## Page text:
++++++++

We all know that actions speak louder than words. Quite often we are trying to convince ourselves that we are on our path of choice, all the while we begin to adjust to complacency and neglect to pay close attention to the small details. And soon a small discrepancy becomes an ever increasing distance from the original path. This concept is crudely demonstrated in the following drawing: 

From a Christian perspective all of the natural speaks of the spiritual. That is; we are spiritual beings having a human experience. Thus whatever we desire to become will show up naturally. The problem is we don't come by it naturally! No- we have a lot of learning to do, and there will be mistakes and omissions all along the way.

The recognized writings in the accepted scriptures from 2 Timothy 2:15 instructs “Study to show yourself approved unto God, a workman that needs not to be ashamed, rightly dividing the word of truth.”

Brendan Perry of Dead Can Dance - American Dreaming puts it this way . . . “I need my conscience to keep watch over me To protect me from myself So I can wear honesty like a crown on my head When I walk into the promised land”


Mindfulness
From wikipdeia
“Mindfulness (Pali: sati, Sanskrit: smṛti; also translated as awareness) is a spiritual faculty (indriya) that is considered to be of great importance in the path to enlightenment according to the teaching of the Buddha. It is one of the seven factors of enlightenment. "Correct" or "right" mindfulness (Pali: sammā-sati, Sanskrit samyak-smṛti) is the seventh element of the noble eightfold path.
Enlightenment (bodhi) is a state of being in which greed, hatred and delusion (Pali: moha) have been overcome, abandoned and are absent from the mind. Mindfulness, which, among other things, is an attentive awareness of the reality of things (especially of the present moment) is an antidote to delusion and is considered as such a 'power' (Pali: bala). This faculty becomes a power in particular when it is coupled with clear comprehension of whatever is taking place”.
The Buddha advocated that “One should establish mindfulness (satipatthana) in one's day-to-day life maintaining as much as possible a calm awareness of one's bodily functions, sensations (feelings), objects of consciousness (thoughts and perceptions), and consciousness itself. The practice of mindfulness supports analysis resulting in the arising of wisdom”.

++++++++

(Natural language region descriptions)

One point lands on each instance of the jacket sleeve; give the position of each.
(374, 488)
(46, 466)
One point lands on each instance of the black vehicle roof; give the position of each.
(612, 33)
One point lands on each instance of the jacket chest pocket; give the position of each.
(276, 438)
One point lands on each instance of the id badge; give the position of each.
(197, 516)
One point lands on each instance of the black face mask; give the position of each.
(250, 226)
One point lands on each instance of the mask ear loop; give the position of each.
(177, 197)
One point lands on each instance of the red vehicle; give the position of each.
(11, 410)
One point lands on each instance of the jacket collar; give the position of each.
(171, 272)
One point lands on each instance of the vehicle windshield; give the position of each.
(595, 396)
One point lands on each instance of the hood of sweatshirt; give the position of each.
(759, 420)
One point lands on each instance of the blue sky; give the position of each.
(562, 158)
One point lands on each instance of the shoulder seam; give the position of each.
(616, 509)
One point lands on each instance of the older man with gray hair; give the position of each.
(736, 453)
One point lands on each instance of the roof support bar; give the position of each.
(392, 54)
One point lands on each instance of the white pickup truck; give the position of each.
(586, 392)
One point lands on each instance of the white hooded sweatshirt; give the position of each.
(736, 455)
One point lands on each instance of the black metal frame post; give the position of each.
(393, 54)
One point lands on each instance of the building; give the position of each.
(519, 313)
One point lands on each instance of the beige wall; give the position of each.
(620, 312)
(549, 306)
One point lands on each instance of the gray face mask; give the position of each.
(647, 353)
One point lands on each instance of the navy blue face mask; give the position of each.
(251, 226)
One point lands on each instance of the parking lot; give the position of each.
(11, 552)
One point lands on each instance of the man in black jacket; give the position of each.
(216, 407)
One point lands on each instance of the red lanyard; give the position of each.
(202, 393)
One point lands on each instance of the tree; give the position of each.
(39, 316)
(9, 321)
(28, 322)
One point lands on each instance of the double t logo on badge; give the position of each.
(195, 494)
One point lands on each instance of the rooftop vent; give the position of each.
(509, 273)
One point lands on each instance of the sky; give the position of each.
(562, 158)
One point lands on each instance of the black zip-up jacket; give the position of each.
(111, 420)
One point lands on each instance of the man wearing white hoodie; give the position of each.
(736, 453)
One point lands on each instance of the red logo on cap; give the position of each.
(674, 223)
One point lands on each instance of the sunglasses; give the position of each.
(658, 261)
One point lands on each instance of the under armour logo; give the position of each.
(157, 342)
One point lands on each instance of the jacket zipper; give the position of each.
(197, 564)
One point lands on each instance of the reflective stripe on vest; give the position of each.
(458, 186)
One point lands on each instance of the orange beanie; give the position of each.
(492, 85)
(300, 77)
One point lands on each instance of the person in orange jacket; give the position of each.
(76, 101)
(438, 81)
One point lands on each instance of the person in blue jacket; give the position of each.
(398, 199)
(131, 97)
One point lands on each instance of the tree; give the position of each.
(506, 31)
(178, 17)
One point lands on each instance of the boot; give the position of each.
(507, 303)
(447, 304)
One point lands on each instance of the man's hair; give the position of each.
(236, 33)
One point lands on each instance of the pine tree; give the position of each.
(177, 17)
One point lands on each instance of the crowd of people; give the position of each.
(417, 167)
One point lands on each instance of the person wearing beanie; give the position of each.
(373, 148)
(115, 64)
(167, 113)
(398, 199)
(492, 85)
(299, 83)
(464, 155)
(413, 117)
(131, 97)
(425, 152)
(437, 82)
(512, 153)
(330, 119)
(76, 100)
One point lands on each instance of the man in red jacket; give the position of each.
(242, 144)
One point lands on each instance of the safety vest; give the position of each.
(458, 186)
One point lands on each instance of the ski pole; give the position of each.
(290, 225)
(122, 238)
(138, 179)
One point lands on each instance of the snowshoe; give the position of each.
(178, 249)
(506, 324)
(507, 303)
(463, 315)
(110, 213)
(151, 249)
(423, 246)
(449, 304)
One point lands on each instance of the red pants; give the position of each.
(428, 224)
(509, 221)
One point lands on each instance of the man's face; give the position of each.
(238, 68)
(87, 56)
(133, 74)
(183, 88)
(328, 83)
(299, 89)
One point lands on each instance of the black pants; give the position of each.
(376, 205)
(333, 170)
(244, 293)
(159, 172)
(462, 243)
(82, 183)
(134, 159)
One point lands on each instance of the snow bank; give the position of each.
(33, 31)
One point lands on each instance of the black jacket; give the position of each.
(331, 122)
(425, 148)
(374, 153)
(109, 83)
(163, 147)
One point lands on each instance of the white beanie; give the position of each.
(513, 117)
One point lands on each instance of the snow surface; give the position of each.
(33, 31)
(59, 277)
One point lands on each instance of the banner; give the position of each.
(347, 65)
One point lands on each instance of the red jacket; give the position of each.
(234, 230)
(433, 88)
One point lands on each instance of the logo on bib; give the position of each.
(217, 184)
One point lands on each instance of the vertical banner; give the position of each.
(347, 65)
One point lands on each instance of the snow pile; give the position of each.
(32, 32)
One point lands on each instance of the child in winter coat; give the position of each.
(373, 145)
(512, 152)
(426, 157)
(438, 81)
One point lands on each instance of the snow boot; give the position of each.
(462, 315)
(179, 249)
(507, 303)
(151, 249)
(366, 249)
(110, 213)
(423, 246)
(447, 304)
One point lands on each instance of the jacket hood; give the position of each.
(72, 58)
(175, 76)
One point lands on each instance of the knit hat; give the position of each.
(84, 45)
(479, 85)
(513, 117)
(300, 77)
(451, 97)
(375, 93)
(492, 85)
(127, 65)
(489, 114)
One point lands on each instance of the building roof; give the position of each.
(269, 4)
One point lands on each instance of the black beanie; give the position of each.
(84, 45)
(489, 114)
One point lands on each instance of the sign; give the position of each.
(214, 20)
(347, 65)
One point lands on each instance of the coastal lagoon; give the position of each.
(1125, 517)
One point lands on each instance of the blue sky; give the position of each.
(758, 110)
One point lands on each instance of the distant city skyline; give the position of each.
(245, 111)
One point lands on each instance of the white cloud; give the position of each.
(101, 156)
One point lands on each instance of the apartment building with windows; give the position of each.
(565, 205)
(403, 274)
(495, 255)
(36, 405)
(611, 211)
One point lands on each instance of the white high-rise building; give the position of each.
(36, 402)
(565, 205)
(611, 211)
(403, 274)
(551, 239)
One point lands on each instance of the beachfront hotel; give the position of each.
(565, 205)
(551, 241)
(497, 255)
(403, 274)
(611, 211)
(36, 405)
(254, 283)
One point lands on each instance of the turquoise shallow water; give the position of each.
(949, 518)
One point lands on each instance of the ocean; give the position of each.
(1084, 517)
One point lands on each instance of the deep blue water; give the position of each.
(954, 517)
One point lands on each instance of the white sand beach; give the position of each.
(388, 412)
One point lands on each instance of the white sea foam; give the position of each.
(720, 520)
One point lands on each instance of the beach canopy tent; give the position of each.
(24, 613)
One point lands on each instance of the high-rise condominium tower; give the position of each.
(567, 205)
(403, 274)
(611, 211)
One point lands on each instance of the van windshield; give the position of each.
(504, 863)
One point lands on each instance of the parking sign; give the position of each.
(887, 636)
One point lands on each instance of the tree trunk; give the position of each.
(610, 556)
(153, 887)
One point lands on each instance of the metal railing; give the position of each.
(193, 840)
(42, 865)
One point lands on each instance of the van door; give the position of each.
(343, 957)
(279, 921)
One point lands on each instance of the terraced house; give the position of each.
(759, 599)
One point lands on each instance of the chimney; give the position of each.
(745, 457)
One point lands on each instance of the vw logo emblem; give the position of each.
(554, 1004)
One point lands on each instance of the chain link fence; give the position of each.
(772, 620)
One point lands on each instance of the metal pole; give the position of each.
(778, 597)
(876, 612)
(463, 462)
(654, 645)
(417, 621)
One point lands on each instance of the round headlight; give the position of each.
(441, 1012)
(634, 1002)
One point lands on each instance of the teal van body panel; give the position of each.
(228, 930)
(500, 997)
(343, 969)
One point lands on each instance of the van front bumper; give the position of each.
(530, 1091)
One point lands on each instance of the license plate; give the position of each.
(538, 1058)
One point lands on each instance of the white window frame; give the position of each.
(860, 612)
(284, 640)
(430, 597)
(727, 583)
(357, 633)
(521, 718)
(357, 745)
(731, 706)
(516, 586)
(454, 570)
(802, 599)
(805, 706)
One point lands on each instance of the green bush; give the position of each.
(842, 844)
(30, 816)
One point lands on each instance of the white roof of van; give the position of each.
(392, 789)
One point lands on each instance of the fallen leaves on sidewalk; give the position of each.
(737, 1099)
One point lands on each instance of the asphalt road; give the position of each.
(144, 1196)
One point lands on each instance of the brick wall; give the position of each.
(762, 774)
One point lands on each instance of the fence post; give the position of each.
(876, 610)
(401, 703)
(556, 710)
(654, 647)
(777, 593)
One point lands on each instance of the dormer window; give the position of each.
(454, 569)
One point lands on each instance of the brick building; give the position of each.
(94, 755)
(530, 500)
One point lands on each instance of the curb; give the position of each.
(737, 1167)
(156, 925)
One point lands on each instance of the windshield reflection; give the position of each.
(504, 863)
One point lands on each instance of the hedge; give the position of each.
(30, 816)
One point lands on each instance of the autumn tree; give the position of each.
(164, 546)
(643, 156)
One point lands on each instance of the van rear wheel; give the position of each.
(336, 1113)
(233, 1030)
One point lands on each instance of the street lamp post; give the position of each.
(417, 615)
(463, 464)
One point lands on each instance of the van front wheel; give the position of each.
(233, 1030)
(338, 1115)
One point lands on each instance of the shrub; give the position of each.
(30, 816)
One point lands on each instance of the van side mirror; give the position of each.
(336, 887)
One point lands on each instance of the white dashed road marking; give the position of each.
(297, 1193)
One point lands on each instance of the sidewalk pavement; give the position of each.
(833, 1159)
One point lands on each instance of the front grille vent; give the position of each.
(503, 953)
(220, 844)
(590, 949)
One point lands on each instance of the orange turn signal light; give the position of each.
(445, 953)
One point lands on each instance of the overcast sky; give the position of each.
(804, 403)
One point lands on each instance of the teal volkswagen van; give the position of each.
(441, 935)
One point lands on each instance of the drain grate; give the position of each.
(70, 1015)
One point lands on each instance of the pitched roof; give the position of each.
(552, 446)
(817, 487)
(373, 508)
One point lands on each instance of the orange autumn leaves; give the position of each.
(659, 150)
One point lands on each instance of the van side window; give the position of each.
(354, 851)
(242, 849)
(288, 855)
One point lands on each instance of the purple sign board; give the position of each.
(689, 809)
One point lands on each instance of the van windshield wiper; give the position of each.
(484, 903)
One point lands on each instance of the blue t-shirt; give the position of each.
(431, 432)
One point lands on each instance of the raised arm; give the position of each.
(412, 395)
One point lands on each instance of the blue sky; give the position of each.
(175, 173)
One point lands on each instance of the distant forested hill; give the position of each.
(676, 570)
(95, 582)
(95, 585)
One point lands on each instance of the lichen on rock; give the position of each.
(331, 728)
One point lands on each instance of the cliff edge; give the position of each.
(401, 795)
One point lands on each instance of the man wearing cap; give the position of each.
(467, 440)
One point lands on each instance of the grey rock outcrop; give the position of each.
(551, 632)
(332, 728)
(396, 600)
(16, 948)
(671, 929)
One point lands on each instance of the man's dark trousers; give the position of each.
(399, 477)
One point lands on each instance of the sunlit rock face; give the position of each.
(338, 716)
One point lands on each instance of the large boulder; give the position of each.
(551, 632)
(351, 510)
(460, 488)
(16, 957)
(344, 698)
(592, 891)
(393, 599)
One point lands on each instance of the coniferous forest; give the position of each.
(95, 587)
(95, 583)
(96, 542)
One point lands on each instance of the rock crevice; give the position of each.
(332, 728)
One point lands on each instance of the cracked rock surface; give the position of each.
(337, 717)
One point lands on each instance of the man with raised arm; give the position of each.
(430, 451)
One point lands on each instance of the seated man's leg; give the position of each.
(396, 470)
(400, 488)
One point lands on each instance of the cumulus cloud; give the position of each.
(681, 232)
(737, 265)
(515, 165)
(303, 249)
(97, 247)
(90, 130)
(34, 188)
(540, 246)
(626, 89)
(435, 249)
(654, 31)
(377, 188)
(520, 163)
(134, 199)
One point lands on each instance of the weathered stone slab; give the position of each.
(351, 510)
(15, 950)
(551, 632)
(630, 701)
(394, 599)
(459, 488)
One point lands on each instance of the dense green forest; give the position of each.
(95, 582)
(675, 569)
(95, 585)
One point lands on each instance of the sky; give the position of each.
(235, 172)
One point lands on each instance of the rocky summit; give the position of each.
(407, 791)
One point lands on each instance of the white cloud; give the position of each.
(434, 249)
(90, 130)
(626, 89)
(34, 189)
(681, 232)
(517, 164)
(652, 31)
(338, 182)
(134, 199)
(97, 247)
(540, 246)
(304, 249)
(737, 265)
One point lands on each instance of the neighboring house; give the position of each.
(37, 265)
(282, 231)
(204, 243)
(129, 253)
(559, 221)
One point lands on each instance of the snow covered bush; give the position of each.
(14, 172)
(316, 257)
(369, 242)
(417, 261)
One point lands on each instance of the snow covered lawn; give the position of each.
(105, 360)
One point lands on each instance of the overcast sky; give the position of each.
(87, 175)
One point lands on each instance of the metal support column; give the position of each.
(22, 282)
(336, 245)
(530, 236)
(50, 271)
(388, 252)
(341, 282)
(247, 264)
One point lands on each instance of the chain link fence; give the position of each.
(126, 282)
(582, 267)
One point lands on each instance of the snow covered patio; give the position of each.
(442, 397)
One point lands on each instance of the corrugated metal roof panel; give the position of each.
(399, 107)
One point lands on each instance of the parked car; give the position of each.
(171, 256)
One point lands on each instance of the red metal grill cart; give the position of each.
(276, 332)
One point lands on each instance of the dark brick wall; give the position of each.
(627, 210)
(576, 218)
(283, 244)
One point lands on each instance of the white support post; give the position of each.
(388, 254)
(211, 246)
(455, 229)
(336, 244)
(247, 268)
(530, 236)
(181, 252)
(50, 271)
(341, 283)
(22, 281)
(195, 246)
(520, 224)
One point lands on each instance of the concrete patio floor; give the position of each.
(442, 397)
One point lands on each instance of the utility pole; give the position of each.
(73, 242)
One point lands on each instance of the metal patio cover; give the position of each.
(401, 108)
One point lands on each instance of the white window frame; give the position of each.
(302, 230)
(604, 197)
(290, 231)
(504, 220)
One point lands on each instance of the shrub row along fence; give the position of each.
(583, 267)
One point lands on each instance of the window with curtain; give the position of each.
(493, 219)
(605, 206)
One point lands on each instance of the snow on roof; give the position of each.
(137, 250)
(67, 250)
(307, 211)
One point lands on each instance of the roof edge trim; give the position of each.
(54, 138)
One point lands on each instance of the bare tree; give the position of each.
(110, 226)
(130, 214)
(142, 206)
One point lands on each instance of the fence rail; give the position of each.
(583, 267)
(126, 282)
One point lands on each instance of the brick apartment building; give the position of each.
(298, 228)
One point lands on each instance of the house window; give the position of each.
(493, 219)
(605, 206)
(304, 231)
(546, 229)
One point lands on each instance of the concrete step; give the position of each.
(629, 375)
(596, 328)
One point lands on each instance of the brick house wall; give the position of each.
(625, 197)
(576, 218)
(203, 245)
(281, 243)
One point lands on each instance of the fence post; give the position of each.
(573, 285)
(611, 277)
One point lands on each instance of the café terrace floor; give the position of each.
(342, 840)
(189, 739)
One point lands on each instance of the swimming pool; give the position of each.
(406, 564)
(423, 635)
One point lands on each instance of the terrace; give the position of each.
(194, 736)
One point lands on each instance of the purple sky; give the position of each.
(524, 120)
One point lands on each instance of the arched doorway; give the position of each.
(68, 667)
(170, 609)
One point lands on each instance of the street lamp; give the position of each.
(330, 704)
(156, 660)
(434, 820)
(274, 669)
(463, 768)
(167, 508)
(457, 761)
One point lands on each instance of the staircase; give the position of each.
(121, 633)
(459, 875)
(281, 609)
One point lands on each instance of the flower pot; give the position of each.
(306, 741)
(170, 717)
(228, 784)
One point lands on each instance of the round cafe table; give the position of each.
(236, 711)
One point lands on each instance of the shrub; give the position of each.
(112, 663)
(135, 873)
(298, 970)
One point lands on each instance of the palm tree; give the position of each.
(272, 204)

++++++++

## Exercises to complete:
A. Answer these from the mindfulness piece:
(i) Which chapter and verse of 2 Timothy does it quote?
(ii) What band is Brendan Perry named with?
(iii) Which element of the noble eightfold path is "right" mindfulness said to be?
B. Copy the stretch of the mindfulness piece from "Brendan Perry of" through "noble eightfold path.".
C. Carry on the mindfulness piece from the point where it stops.
The data above is separate material, apart from the mindfulness piece.

## Your written answers:
A.
(i) 2:15
(ii) Dead Can Dance
(iii) The seventh

B.
Brendan Perry of Dead Can Dance - American Dreaming puts it this way . . . “I need my conscience to keep watch over me To protect me from myself So I can wear honesty like a crown on my head When I walk into the promised land”


Mindfulness
From wikipdeia
“Mindfulness (Pali: sati, Sanskrit: smṛti; also translated as awareness) is a spiritual faculty (indriya) that is considered to be of great importance in the path to enlightenment according to the teaching of the Buddha. It is one of the seven factors of enlightenment. "Correct" or "right" mindfulness (Pali: sammā-sati, Sanskrit samyak-smṛti) is the seventh element of the noble eightfold path.

C.
“The true nature of the mind,” says the Dalai Lama, “is beyond any concept or physical form, and therefore it cannot be studied solely by third-person, scientific methods. Mind must also be studied through a rigorous observation of our own subjective experience”.

According to Gandhi, “Inner transformation is the key to change”.

Being mindful is a serious discipline, and to take it seriously will have long-lasting and fruitful events that accelerate your chosen path. It is an extreme awareness of what your habits are telling about you. If one is not happy about the message that is perceived by trusted loved ones, then one must make a conscience decision to make corrections, and be ever more aware of the consequence of any actions.

In Conclusion

There is no conclusion until death robs one of any further endeavors or actions. It is a life-long consignment. However it is a choice one makes every moment of every day. It works very well when you have a trusting, and trust-worthy companion. Being mindful may not be easy, but it need not be difficult. Know that if mistakes are made, then there are ways to correct.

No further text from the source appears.